KUTIPAN:
+++

Bandung, Mevin.ID — Di tengah krisis air yang makin terasa di banyak wilayah Jawa Barat, pemerintah justru menemukan fakta mencengangkan: lebih dari 2.000 titik sumur bor industri beroperasi tanpa izin, mengambil air tanah tanpa kendali.
Data Dinas Energi dan Sumber Daya Mineral (ESDM) Jabar menunjukkan ada 7.000 titik pengeboran air tanah untuk kepentingan industri—mulai dari hotel, pabrik tekstil, hingga industri air minum dalam kemasan (AMDK). Namun hanya sekitar 5.000 titik yang tercatat memiliki izin.
Yang paling banyak mengebor air secara masif?
Wilayah-wilayah industri padat di Jabar bagian utara, seperti Bogor dan daerah sekitar kawasan pabrik.
Mengeruk Air, Konservasi Tertinggal
Kepala Dinas ESDM Jabar Bambang Tirtoyuliono menyebut kondisi ini menyulitkan pengawasan dan mengancam keseimbangan lingkungan.

+++

DATA YANG DIBERIKAN:
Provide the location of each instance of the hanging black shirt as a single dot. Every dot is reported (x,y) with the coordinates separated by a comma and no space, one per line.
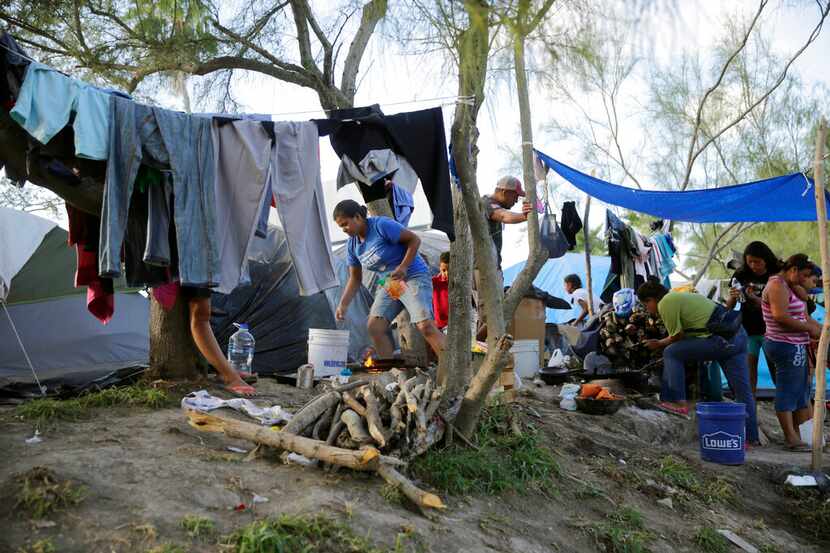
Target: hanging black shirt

+++

TUGAS ANDA:
(A) Menurut kutipan, berapa titik pengeboran air tanah untuk industri di Jawa Barat yang tercatat memiliki izin?
(B) Sebutkan semua jenis usaha yang disebut dalam kutipan sebagai contoh pengeboran air tanah untuk kepentingan industri.
(C) Salin bagian kutipan di antara kata-kata "Bandung, Mevin.ID —" dan "tercatat memiliki izin.", termasuk kedua batas itu.

JAWABAN YANG DIHARAPKAN:
(A) Sekitar 5.000 titik.

(B) Hotel, pabrik tekstil, dan industri air minum dalam kemasan (AMDK).

(C)
Bandung, Mevin.ID — Di tengah krisis air yang makin terasa di banyak wilayah Jawa Barat, pemerintah justru menemukan fakta mencengangkan: lebih dari 2.000 titik sumur bor industri beroperasi tanpa izin, mengambil air tanah tanpa kendali.
Data Dinas Energi dan Sumber Daya Mineral (ESDM) Jabar menunjukkan ada 7.000 titik pengeboran air tanah untuk kepentingan industri—mulai dari hotel, pabrik tekstil, hingga industri air minum dalam kemasan (AMDK). Namun hanya sekitar 5.000 titik yang tercatat memiliki izin.